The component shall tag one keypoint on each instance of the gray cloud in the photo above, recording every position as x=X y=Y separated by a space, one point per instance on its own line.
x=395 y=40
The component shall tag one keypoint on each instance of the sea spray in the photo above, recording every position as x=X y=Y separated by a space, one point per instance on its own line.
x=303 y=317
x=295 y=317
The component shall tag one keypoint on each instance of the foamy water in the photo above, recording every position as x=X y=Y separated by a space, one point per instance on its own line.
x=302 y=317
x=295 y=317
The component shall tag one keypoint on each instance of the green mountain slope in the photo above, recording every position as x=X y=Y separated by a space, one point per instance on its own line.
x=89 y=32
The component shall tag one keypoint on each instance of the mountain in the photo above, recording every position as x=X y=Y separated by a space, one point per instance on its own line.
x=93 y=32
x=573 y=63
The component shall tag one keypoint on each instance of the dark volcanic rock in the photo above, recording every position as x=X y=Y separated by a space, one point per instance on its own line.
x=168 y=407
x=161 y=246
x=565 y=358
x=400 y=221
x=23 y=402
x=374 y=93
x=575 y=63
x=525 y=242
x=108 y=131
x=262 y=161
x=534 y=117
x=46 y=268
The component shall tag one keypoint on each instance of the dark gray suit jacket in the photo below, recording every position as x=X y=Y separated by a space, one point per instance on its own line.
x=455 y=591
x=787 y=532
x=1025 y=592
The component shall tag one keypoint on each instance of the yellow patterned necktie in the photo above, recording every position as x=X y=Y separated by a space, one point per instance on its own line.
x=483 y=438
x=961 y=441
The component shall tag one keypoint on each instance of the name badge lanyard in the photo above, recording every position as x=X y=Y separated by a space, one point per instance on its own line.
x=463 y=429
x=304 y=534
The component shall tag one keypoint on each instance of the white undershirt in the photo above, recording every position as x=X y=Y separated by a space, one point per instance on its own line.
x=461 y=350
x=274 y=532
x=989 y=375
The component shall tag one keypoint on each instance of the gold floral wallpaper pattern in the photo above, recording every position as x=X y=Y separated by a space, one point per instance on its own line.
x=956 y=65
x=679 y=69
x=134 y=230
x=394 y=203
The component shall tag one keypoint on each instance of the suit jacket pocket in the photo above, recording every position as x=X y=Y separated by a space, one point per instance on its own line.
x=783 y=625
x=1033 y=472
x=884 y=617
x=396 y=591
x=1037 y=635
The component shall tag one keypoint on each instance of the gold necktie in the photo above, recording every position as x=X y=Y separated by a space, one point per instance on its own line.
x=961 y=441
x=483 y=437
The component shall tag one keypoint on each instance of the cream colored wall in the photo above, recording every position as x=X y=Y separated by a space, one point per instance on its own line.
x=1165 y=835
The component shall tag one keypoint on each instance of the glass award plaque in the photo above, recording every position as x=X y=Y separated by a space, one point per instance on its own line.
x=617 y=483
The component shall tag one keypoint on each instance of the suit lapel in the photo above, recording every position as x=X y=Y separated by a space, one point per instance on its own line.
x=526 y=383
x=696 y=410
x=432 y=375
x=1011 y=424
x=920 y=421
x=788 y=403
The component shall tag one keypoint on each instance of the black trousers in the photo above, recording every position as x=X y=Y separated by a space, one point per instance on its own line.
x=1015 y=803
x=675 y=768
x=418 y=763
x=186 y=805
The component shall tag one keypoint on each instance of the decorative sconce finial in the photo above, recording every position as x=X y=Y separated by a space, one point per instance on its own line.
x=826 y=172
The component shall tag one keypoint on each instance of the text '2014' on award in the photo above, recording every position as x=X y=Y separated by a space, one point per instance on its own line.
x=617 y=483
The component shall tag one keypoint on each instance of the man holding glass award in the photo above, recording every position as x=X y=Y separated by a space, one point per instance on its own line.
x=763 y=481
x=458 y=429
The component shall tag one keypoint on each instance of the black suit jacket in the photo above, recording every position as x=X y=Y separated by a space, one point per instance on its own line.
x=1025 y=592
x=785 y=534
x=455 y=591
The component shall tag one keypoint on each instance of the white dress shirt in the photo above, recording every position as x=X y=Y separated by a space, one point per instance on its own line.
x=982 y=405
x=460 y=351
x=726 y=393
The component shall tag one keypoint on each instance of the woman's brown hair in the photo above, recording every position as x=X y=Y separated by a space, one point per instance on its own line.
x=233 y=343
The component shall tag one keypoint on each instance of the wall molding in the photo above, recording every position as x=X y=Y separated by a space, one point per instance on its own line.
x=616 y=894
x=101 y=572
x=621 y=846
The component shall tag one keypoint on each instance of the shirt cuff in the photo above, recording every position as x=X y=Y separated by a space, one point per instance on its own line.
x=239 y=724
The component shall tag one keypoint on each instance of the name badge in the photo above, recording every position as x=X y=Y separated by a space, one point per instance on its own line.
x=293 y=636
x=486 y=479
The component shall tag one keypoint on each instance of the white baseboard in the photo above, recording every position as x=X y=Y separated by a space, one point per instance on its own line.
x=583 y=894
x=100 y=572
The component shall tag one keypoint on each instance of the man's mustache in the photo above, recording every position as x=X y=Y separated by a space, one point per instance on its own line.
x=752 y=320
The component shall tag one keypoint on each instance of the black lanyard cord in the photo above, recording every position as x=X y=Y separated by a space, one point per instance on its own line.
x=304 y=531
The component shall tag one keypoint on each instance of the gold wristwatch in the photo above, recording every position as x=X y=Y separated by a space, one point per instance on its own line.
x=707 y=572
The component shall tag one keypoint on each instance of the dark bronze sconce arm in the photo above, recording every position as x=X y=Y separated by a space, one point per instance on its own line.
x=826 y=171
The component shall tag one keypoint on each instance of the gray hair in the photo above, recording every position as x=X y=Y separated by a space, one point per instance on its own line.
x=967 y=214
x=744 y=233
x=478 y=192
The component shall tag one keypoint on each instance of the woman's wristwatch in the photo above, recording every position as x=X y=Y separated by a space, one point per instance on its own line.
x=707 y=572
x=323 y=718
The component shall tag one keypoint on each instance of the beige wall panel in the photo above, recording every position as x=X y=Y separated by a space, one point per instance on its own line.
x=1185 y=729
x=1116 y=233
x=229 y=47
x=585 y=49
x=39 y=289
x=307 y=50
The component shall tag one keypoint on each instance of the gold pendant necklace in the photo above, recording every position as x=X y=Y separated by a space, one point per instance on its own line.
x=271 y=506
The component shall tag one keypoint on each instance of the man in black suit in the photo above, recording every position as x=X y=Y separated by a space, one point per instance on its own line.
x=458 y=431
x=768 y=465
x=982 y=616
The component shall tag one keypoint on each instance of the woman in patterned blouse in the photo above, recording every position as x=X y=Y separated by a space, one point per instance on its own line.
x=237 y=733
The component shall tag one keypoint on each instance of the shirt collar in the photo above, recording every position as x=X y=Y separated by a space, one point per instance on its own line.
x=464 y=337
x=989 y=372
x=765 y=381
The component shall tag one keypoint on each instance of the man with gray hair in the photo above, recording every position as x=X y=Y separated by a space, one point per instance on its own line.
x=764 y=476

◆ ◆ ◆

> _Your goal_:
Rewrite every item above, replacing "keypoint" with "marker" and leaving everything else unchanged.

> _Solution for this problem_:
The component shall tag one marker on each instance of the gray cloud in the photo above, recording every position as x=X y=Y separated by a space, one point per instance on its own line.
x=395 y=40
The component shall tag one marker on each instance of the sea spray in the photo above, recording every position as x=X y=Y separated by a space, one point per instance on its own line.
x=303 y=317
x=295 y=317
The component shall tag one marker on each instance of the foamy water in the photo above, recording every position as x=X y=Y separated by a space, one point per instance on its own line.
x=302 y=317
x=295 y=317
The component shall tag one marker on each instance of the green mountain slope in the photo above, recording every position as x=X y=Y separated by a space, one point per instance on its own line.
x=89 y=32
The component shall tag one marker on each instance of the mountain in the photo above, recording every position as x=X y=Y separated by a space, one point per instance on its own line.
x=93 y=32
x=573 y=63
The component shall tag one marker on each instance of the dark volcanic rock in the photo above, recording every position as x=X y=Y separated by a space, one point per instance on its own line.
x=168 y=407
x=161 y=246
x=565 y=358
x=400 y=221
x=23 y=402
x=374 y=93
x=575 y=63
x=525 y=242
x=108 y=131
x=262 y=161
x=534 y=117
x=46 y=268
The component shall tag one marker on each instance of the dark gray suit jacket in the photo below, recording every position as x=X y=Y separated by a space, one point per instance on its own line.
x=455 y=591
x=787 y=532
x=1025 y=592
The component shall tag one marker on each instance of the yellow patterned necktie in the photo above, recording every position as x=X y=Y separated by a space, one point per instance on its own line.
x=483 y=438
x=961 y=441
The component shall tag one marker on each instance of the name badge lanyard in the photo above, recording every position as x=X y=Y separated by a space, one point per instance on its own line.
x=463 y=429
x=304 y=534
The component shall tag one marker on each instance of the white undershirt in the photo above, recording every position as x=X y=Y separated by a space, one point per instance on its own line.
x=461 y=350
x=274 y=532
x=989 y=375
The component shall tag one marker on each instance of the gold floral wallpaper pattern in the photo above, recording every position as x=X y=Y separated by a space, one point per instance on its own line.
x=956 y=65
x=679 y=69
x=134 y=230
x=394 y=203
The component shall tag one marker on each instance of the suit jacket pocket in the photo above, recording every position as x=X y=Y separated by a space, one point per instance on its own line.
x=783 y=625
x=1033 y=472
x=884 y=617
x=396 y=591
x=1037 y=635
The component shall tag one marker on each instance of the gold necktie in the photo above, recording every position as x=X y=Y separated by a space, one point per instance on its own line.
x=961 y=441
x=483 y=437
The component shall tag one marker on each instance of the cream colored wall in the photo above, recording every position as x=X y=Y separated by a space, one point per instance on its own line.
x=1165 y=835
The component shall tag one marker on each instance of the glass award plaque in the photo above, recording every position as x=X y=Y separated by a space, one point per instance on its own line.
x=617 y=483
The component shall tag one marker on each instance of the suit lapel in the photo above, recording every position as x=X y=Y separated by a space, one point per instance on its own line.
x=526 y=383
x=696 y=410
x=432 y=375
x=1011 y=424
x=920 y=421
x=788 y=403
The component shall tag one marker on each instance of the black trousers in the photo above, recording every position as x=X y=Y separated by a space, one point per instance on its own line.
x=1015 y=803
x=675 y=768
x=418 y=763
x=186 y=805
The component shall tag one marker on each instance of the decorative sconce finial in the photo above, recording every position as x=X y=Y separated by a space, one point per instance on its own line.
x=826 y=172
The component shall tag one marker on each instance of the text '2014' on award in the photo above, recording every position as x=X y=Y separated by a space, one point per instance on its own line.
x=617 y=483
The component shall tag one marker on each instance of the man holding glass award in the photo above, recording every position as x=X y=Y separated by a space, one point per instance on its own line.
x=763 y=481
x=458 y=429
The component shall tag one marker on each instance of the black suit jacket in the photo above, recording every position as x=X y=Y separated by a space, one point per instance on its own line.
x=1025 y=592
x=785 y=534
x=455 y=591
The component shall tag one marker on each instance of the white dress shirt in the photo above, recording every position as x=X y=Y separated by a space, one point per instance on its own line.
x=982 y=405
x=460 y=351
x=726 y=393
The component shall tag one marker on each instance of the woman's brown hair in the photo above, recording every position as x=X y=Y separated by a space, one point per instance on its own line.
x=233 y=343
The component shall tag one marker on each instance of the wall molding in the photo above, recording every position as x=X y=Y separated by a space, one point per instance on its own line.
x=616 y=894
x=101 y=572
x=621 y=846
The component shall tag one marker on each instance of the shirt cuff in the photo above, recording every position as x=X y=Y separated by a space, one point per instance on its own line.
x=239 y=724
The component shall tag one marker on each instance of the name badge in the photo above, recording every position as x=X y=Y separated by a space, one point per instance on its own line.
x=293 y=636
x=486 y=479
The component shall tag one marker on each instance of the white baseboard in the photo above, recording every position as x=X y=Y separated by a space, one point per instance on its own line.
x=583 y=894
x=100 y=572
The component shall tag one marker on each instance of the man's mustache in the photo above, recording every position as x=X y=Y separated by a space, one point per instance on its own line.
x=752 y=320
The component shall tag one marker on each instance of the black lanyard cord in the photo above, recording every position as x=X y=Y separated by a space, one point per instance on its own line.
x=304 y=531
The component shall tag one marker on each instance of the gold wristwatch in the photo above, recording every position as x=X y=Y separated by a space, one point per instance on its own line.
x=707 y=572
The component shall tag one marker on each instance of the dark bronze sconce arm in the photo above, recording every position as x=X y=Y separated by a space, one point per instance on its own line.
x=826 y=171
The component shall tag one marker on each instance of the gray hair in the photo above, recording every position as x=X y=Y separated by a space, one point per instance on its own line.
x=967 y=214
x=744 y=233
x=478 y=192
The component shall tag one marker on each instance of the woman's wristwatch in the photo above, recording every position as x=X y=Y separated by a space, one point per instance on its own line.
x=707 y=572
x=323 y=718
The component shall tag one marker on each instance of the beige wall panel in the photo above, recording every position as x=X y=Y separated by a space, one point per instance on its own line.
x=1185 y=729
x=1116 y=233
x=229 y=47
x=585 y=49
x=39 y=289
x=307 y=50
The component shall tag one marker on each instance of the gold pendant necklace in the photo above, recording every position as x=X y=Y separated by a space, one point per instance on its own line.
x=271 y=506
The component shall tag one marker on each instance of the man in black suit in the photo above, recording every position as x=X y=Y separated by a space, one point per instance on its own line.
x=458 y=431
x=768 y=465
x=982 y=616
The component shall tag one marker on each instance of the woman in patterned blouse in the photo above, recording every position as x=X y=Y separated by a space, one point per instance on its own line.
x=237 y=733
The component shall tag one marker on each instance of the shirt collar in the photo above, recording every position as x=X y=Y separated by a space, one point per instance on its own line.
x=464 y=337
x=989 y=372
x=765 y=381
The component shall tag one marker on each instance of the man with gray hair in the photo above, recording every position as x=X y=Y separated by a space, one point per instance on its own line.
x=764 y=476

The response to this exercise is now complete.